Every line of the material that mentions the word "plant" should be copied out.

BEGIN DATASET

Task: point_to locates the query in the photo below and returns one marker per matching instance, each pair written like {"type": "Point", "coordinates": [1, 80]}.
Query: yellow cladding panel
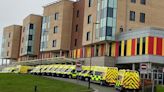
{"type": "Point", "coordinates": [147, 41]}
{"type": "Point", "coordinates": [141, 41]}
{"type": "Point", "coordinates": [88, 51]}
{"type": "Point", "coordinates": [136, 46]}
{"type": "Point", "coordinates": [74, 53]}
{"type": "Point", "coordinates": [155, 46]}
{"type": "Point", "coordinates": [78, 53]}
{"type": "Point", "coordinates": [113, 49]}
{"type": "Point", "coordinates": [129, 47]}
{"type": "Point", "coordinates": [163, 47]}
{"type": "Point", "coordinates": [122, 47]}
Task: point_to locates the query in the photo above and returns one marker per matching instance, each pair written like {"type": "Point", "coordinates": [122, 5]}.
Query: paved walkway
{"type": "Point", "coordinates": [97, 87]}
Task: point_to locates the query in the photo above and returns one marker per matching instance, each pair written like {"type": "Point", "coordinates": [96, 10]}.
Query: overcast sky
{"type": "Point", "coordinates": [14, 11]}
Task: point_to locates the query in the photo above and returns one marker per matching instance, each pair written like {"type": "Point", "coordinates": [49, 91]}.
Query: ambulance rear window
{"type": "Point", "coordinates": [98, 73]}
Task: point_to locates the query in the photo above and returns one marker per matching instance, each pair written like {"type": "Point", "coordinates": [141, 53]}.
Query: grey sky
{"type": "Point", "coordinates": [14, 11]}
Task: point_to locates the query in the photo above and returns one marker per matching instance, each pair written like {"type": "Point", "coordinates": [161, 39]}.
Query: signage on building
{"type": "Point", "coordinates": [78, 65]}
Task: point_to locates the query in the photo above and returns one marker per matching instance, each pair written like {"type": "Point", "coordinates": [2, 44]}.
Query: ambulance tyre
{"type": "Point", "coordinates": [70, 76]}
{"type": "Point", "coordinates": [102, 83]}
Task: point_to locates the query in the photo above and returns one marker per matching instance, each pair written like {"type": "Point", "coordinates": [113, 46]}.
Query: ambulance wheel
{"type": "Point", "coordinates": [86, 79]}
{"type": "Point", "coordinates": [101, 83]}
{"type": "Point", "coordinates": [70, 76]}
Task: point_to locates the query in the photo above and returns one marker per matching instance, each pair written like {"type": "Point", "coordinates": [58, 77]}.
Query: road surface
{"type": "Point", "coordinates": [96, 87]}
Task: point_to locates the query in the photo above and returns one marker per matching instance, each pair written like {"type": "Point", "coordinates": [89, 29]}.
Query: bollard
{"type": "Point", "coordinates": [35, 88]}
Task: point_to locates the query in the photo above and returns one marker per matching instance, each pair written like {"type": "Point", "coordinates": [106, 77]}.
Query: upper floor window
{"type": "Point", "coordinates": [133, 1]}
{"type": "Point", "coordinates": [75, 42]}
{"type": "Point", "coordinates": [7, 53]}
{"type": "Point", "coordinates": [110, 12]}
{"type": "Point", "coordinates": [29, 48]}
{"type": "Point", "coordinates": [88, 36]}
{"type": "Point", "coordinates": [30, 37]}
{"type": "Point", "coordinates": [143, 2]}
{"type": "Point", "coordinates": [21, 50]}
{"type": "Point", "coordinates": [89, 3]}
{"type": "Point", "coordinates": [56, 29]}
{"type": "Point", "coordinates": [142, 17]}
{"type": "Point", "coordinates": [56, 16]}
{"type": "Point", "coordinates": [89, 19]}
{"type": "Point", "coordinates": [77, 27]}
{"type": "Point", "coordinates": [8, 44]}
{"type": "Point", "coordinates": [109, 31]}
{"type": "Point", "coordinates": [31, 26]}
{"type": "Point", "coordinates": [77, 13]}
{"type": "Point", "coordinates": [54, 43]}
{"type": "Point", "coordinates": [132, 16]}
{"type": "Point", "coordinates": [9, 35]}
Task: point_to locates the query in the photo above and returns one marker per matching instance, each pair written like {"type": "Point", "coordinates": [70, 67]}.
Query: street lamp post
{"type": "Point", "coordinates": [90, 63]}
{"type": "Point", "coordinates": [42, 48]}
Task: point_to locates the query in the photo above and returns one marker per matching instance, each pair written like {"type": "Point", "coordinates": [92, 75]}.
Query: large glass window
{"type": "Point", "coordinates": [132, 16]}
{"type": "Point", "coordinates": [29, 48]}
{"type": "Point", "coordinates": [54, 43]}
{"type": "Point", "coordinates": [133, 1]}
{"type": "Point", "coordinates": [143, 2]}
{"type": "Point", "coordinates": [77, 27]}
{"type": "Point", "coordinates": [109, 31]}
{"type": "Point", "coordinates": [110, 12]}
{"type": "Point", "coordinates": [56, 29]}
{"type": "Point", "coordinates": [144, 45]}
{"type": "Point", "coordinates": [31, 26]}
{"type": "Point", "coordinates": [75, 42]}
{"type": "Point", "coordinates": [89, 3]}
{"type": "Point", "coordinates": [125, 48]}
{"type": "Point", "coordinates": [77, 13]}
{"type": "Point", "coordinates": [30, 37]}
{"type": "Point", "coordinates": [138, 46]}
{"type": "Point", "coordinates": [89, 19]}
{"type": "Point", "coordinates": [56, 16]}
{"type": "Point", "coordinates": [88, 36]}
{"type": "Point", "coordinates": [142, 17]}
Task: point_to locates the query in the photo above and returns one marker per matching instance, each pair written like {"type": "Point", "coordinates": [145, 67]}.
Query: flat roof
{"type": "Point", "coordinates": [55, 2]}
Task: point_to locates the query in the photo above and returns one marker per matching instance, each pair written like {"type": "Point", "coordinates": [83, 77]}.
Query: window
{"type": "Point", "coordinates": [77, 13]}
{"type": "Point", "coordinates": [144, 46]}
{"type": "Point", "coordinates": [77, 27]}
{"type": "Point", "coordinates": [21, 50]}
{"type": "Point", "coordinates": [132, 16]}
{"type": "Point", "coordinates": [23, 29]}
{"type": "Point", "coordinates": [121, 29]}
{"type": "Point", "coordinates": [9, 35]}
{"type": "Point", "coordinates": [56, 16]}
{"type": "Point", "coordinates": [22, 39]}
{"type": "Point", "coordinates": [143, 2]}
{"type": "Point", "coordinates": [88, 36]}
{"type": "Point", "coordinates": [133, 1]}
{"type": "Point", "coordinates": [55, 29]}
{"type": "Point", "coordinates": [7, 53]}
{"type": "Point", "coordinates": [89, 19]}
{"type": "Point", "coordinates": [8, 44]}
{"type": "Point", "coordinates": [89, 3]}
{"type": "Point", "coordinates": [125, 47]}
{"type": "Point", "coordinates": [75, 42]}
{"type": "Point", "coordinates": [109, 31]}
{"type": "Point", "coordinates": [54, 43]}
{"type": "Point", "coordinates": [110, 49]}
{"type": "Point", "coordinates": [119, 48]}
{"type": "Point", "coordinates": [30, 37]}
{"type": "Point", "coordinates": [142, 17]}
{"type": "Point", "coordinates": [31, 26]}
{"type": "Point", "coordinates": [110, 12]}
{"type": "Point", "coordinates": [138, 46]}
{"type": "Point", "coordinates": [29, 48]}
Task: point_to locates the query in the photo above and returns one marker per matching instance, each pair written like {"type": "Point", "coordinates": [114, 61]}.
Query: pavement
{"type": "Point", "coordinates": [96, 87]}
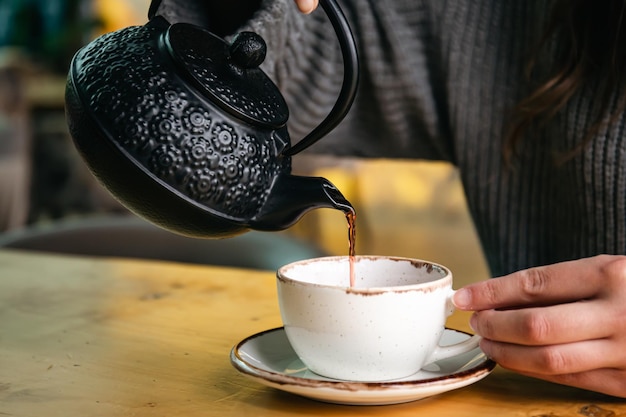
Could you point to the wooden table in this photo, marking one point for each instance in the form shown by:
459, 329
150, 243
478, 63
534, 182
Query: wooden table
103, 337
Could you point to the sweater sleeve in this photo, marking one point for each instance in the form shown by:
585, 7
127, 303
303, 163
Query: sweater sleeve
397, 110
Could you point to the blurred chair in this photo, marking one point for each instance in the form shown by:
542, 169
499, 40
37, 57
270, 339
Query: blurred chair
132, 237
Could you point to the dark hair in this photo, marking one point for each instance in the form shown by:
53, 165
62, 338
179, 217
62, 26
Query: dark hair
591, 36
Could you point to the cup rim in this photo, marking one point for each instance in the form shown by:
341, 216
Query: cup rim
444, 280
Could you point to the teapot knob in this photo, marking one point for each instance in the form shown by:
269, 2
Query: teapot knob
248, 50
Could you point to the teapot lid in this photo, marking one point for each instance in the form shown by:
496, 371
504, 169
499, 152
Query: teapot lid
228, 75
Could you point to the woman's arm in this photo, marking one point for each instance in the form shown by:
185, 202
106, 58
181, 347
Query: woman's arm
564, 323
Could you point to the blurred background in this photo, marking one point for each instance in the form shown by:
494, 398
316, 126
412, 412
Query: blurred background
43, 181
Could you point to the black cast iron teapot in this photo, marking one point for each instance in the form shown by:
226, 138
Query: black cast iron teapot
188, 132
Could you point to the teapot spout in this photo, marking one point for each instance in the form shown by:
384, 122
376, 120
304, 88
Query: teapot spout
292, 196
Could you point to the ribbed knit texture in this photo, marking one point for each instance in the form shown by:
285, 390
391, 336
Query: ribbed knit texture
439, 79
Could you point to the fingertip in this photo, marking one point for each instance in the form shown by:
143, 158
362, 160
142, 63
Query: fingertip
307, 6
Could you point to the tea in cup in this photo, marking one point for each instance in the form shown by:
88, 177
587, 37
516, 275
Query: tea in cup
385, 326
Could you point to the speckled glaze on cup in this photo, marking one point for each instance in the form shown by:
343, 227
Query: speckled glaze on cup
386, 327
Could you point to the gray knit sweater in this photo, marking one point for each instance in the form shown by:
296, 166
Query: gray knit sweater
438, 81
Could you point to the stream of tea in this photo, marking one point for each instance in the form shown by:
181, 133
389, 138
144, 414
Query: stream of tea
351, 218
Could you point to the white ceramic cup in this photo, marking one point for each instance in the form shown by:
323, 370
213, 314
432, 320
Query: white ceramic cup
387, 326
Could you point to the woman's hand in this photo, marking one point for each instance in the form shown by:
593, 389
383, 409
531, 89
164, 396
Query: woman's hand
306, 6
564, 323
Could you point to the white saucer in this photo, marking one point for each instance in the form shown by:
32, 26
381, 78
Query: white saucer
268, 358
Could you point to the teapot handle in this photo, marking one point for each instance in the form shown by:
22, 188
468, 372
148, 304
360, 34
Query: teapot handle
350, 78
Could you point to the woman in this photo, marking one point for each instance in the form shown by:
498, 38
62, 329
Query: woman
541, 153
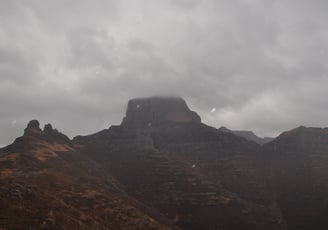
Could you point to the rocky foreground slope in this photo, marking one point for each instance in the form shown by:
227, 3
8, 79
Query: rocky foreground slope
162, 168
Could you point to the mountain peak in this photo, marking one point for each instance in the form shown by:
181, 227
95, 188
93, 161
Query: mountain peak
158, 110
33, 127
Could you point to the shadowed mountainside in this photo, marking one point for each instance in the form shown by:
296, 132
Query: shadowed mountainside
248, 135
164, 169
47, 184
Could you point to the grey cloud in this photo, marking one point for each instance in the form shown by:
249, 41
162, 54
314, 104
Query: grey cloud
261, 64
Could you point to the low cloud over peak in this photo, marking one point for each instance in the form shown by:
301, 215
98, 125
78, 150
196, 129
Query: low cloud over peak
260, 64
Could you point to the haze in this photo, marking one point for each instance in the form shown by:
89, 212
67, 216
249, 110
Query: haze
243, 64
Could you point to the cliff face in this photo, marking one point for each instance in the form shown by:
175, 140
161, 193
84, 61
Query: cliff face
296, 163
47, 184
197, 176
143, 112
248, 135
164, 169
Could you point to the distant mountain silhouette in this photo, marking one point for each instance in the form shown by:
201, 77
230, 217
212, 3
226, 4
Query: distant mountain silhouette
162, 168
248, 135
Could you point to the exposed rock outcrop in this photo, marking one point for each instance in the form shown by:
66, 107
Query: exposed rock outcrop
248, 135
143, 112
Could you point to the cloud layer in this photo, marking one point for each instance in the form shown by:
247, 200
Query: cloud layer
245, 64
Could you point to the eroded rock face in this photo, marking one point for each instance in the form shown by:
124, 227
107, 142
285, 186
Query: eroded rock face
55, 135
143, 112
296, 164
32, 127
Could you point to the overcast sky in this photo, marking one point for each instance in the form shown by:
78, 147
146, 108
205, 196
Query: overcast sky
245, 64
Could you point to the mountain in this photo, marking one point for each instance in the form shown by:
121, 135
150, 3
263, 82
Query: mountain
47, 184
297, 168
195, 175
248, 135
162, 168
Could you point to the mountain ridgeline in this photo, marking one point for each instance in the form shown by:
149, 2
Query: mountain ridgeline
162, 168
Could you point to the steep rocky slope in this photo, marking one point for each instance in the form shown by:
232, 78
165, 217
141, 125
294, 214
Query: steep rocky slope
181, 168
47, 184
248, 135
297, 163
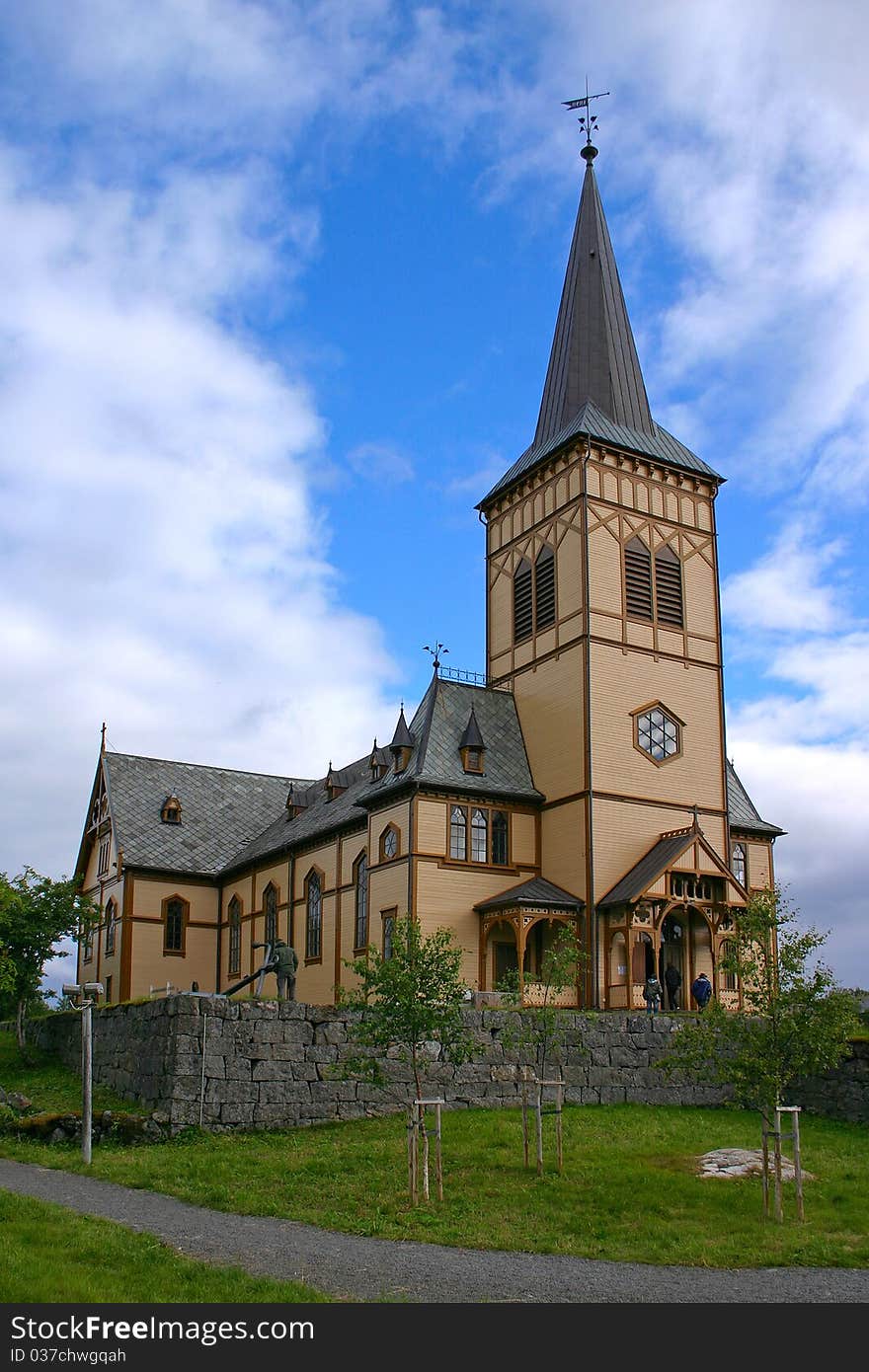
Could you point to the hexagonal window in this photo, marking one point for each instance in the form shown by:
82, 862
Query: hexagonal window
658, 732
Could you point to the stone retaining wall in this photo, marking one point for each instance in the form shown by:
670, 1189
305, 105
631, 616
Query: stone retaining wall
275, 1065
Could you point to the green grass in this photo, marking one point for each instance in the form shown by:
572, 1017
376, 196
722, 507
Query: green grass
629, 1189
49, 1255
49, 1084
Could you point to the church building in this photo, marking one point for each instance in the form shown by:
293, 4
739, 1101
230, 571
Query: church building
581, 781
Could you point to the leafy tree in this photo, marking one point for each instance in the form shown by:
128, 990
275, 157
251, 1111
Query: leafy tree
540, 1031
35, 913
407, 1001
795, 1021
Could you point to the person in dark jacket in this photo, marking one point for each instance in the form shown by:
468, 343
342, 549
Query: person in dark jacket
702, 991
651, 994
672, 981
284, 962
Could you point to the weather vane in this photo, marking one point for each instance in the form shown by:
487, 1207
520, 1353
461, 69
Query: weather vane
435, 651
588, 121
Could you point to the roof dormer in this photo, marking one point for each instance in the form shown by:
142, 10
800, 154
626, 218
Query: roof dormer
296, 802
401, 745
471, 746
335, 784
379, 762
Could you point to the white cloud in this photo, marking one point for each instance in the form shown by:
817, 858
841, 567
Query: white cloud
380, 463
784, 589
162, 563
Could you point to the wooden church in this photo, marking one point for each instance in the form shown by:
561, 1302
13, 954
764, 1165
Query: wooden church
584, 780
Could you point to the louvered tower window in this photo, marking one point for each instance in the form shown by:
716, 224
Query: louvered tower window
639, 579
523, 602
669, 587
544, 589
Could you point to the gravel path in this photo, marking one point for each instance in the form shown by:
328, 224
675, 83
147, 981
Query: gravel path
368, 1269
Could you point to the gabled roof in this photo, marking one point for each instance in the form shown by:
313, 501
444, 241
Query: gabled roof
220, 809
742, 812
436, 730
435, 762
659, 859
650, 868
593, 382
531, 894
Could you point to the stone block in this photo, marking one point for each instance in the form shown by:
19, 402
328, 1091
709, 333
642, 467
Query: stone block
284, 1093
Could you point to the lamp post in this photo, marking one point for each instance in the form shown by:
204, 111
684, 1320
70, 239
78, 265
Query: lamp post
84, 996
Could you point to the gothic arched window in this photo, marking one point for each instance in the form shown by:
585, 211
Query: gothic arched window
637, 579
359, 881
270, 910
235, 936
313, 924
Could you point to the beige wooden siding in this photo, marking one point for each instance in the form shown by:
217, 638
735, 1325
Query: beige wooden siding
623, 833
622, 683
445, 897
396, 815
759, 866
387, 888
549, 704
324, 859
565, 847
523, 838
432, 826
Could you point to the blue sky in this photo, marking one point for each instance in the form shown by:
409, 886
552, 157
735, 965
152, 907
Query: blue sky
276, 301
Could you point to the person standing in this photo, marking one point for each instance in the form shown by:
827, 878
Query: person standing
285, 963
651, 994
672, 981
702, 991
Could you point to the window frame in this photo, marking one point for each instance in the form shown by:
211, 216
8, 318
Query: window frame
390, 829
743, 847
490, 812
313, 925
112, 924
361, 862
234, 953
526, 601
387, 926
184, 918
271, 890
674, 720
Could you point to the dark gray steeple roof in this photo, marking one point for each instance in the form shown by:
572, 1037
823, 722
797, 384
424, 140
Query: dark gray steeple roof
593, 383
593, 354
742, 812
401, 738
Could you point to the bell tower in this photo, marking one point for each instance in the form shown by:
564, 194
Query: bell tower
602, 601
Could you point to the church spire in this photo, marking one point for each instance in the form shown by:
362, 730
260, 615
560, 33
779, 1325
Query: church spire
593, 354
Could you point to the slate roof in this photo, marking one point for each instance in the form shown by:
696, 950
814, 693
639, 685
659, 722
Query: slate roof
436, 728
320, 816
742, 812
220, 808
534, 892
591, 420
640, 877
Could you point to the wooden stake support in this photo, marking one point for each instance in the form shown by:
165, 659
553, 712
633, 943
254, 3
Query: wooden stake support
419, 1149
777, 1135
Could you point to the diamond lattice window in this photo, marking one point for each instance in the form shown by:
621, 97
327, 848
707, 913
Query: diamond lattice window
658, 734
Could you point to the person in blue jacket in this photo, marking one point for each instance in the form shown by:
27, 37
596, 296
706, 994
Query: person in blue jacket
702, 991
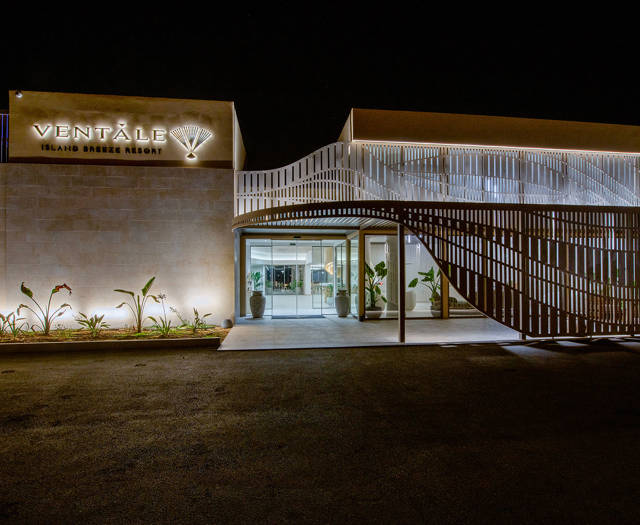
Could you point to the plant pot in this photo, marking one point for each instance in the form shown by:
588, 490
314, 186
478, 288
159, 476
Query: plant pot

END DATASET

** RESPONSE TO THE EXERCISE **
Could you point to the plant pot in this photo, marking one point for each instance in the form shown by:
Query: plant pot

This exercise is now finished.